AVAILABLE RECORDS:
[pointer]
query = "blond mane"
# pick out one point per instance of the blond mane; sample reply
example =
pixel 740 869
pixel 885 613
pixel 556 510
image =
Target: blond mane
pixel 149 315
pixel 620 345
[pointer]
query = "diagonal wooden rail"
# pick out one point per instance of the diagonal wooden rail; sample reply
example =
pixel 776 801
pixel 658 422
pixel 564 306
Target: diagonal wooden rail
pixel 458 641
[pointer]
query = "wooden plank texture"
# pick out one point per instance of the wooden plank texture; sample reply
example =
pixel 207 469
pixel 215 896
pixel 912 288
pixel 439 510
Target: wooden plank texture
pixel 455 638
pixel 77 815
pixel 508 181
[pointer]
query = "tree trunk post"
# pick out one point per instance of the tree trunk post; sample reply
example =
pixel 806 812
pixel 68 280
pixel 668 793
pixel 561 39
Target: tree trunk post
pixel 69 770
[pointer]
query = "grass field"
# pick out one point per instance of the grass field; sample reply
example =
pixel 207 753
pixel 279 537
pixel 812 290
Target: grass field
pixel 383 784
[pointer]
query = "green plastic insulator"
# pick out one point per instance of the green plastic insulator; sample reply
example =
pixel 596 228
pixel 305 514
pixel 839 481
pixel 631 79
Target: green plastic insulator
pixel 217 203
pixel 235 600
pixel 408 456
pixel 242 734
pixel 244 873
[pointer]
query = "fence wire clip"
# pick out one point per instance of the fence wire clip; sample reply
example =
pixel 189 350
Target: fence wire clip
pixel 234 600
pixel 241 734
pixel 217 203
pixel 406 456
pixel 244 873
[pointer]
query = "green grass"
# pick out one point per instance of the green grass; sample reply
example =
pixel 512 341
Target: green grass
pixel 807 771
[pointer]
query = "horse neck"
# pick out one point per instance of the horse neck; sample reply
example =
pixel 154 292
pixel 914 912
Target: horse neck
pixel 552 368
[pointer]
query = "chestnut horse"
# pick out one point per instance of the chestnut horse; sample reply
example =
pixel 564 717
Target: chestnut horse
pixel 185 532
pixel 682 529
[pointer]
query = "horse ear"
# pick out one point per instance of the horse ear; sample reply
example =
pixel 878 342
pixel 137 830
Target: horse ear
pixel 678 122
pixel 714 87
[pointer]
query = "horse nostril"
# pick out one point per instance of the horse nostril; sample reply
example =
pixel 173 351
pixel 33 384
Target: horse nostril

WRITTEN INSTRUCTION: Format every line of the listing above as a Markdown table with two columns, "No." for the row number and "Entry" for the line, leaving out blank lines.

TASK RESULT:
| No. | Entry |
|---|---|
| 1 | [pointer] |
| 2 | query = "blond mane" |
| 3 | # pick out one point per instance of the blond mane; sample reply |
| 4 | example = |
| 5 | pixel 740 869 |
| 6 | pixel 885 613 |
| 7 | pixel 556 510 |
| 8 | image = |
| 9 | Target: blond mane |
| 10 | pixel 149 315 |
| 11 | pixel 620 345 |
| 12 | [pointer] |
| 13 | query = "diagonal wooden rail" |
| 14 | # pick out one point per instance of the diagonal wooden rail; sample reply |
| 15 | example = |
| 16 | pixel 776 801 |
| 17 | pixel 658 422 |
| 18 | pixel 564 306 |
| 19 | Target: diagonal wooden rail |
| 20 | pixel 458 641 |
| 21 | [pointer] |
| 22 | query = "wooden plank texture" |
| 23 | # pick out one point per instance of the wooden plank texture; sample reply |
| 24 | example = |
| 25 | pixel 207 469 |
| 26 | pixel 215 896 |
| 27 | pixel 912 288 |
| 28 | pixel 439 510 |
| 29 | Target: wooden plank texture |
| 30 | pixel 455 638 |
| 31 | pixel 77 815 |
| 32 | pixel 508 181 |
| 33 | [pointer] |
| 34 | query = "tree trunk post" |
| 35 | # pick out one point per instance of the tree trunk post; sample reply |
| 36 | example = |
| 37 | pixel 806 812 |
| 38 | pixel 68 280 |
| 39 | pixel 668 793 |
| 40 | pixel 561 39 |
| 41 | Target: tree trunk post |
| 42 | pixel 69 770 |
| 43 | [pointer] |
| 44 | query = "grass field" |
| 45 | # pick out one point per instance of the grass field; sample reply |
| 46 | example = |
| 47 | pixel 207 753 |
| 48 | pixel 279 537 |
| 49 | pixel 812 290 |
| 50 | Target: grass field |
| 51 | pixel 383 784 |
| 52 | [pointer] |
| 53 | query = "green plastic insulator" |
| 54 | # pick out one point per instance of the green plastic insulator; sample reply |
| 55 | example = |
| 56 | pixel 596 228 |
| 57 | pixel 305 514 |
| 58 | pixel 839 481 |
| 59 | pixel 631 79 |
| 60 | Target: green plastic insulator |
| 61 | pixel 217 203 |
| 62 | pixel 235 600 |
| 63 | pixel 408 456 |
| 64 | pixel 242 734 |
| 65 | pixel 244 873 |
| 66 | [pointer] |
| 67 | query = "fence wire clip" |
| 68 | # pick out one point per instance of the fence wire clip; sample reply |
| 69 | example = |
| 70 | pixel 189 350 |
| 71 | Target: fence wire clip |
| 72 | pixel 234 600 |
| 73 | pixel 241 734 |
| 74 | pixel 217 203 |
| 75 | pixel 406 456 |
| 76 | pixel 244 873 |
| 77 | [pointer] |
| 78 | query = "green grass" |
| 79 | # pick out one point per instance of the green grass; sample reply |
| 80 | example = |
| 81 | pixel 512 341 |
| 82 | Target: green grass |
| 83 | pixel 807 771 |
| 84 | [pointer] |
| 85 | query = "horse neck" |
| 86 | # pick out one point per instance of the horse neck; sample reply |
| 87 | example = |
| 88 | pixel 154 292 |
| 89 | pixel 914 912 |
| 90 | Target: horse neck |
| 91 | pixel 552 368 |
| 92 | [pointer] |
| 93 | query = "chestnut horse" |
| 94 | # pick out one point per instance of the chestnut horse; sample reply |
| 95 | example = |
| 96 | pixel 564 717 |
| 97 | Target: chestnut horse |
| 98 | pixel 185 532 |
| 99 | pixel 682 529 |
| 100 | [pointer] |
| 101 | query = "horse ear" |
| 102 | # pick out one point per instance of the horse ear; sample reply |
| 103 | example = |
| 104 | pixel 878 342 |
| 105 | pixel 137 830 |
| 106 | Target: horse ear |
| 107 | pixel 678 122 |
| 108 | pixel 714 87 |
| 109 | [pointer] |
| 110 | query = "horse nostril" |
| 111 | # pick out one point per instance of the horse nostril; sample reply |
| 112 | example = |
| 113 | pixel 173 351 |
| 114 | pixel 33 384 |
| 115 | Target: horse nostril |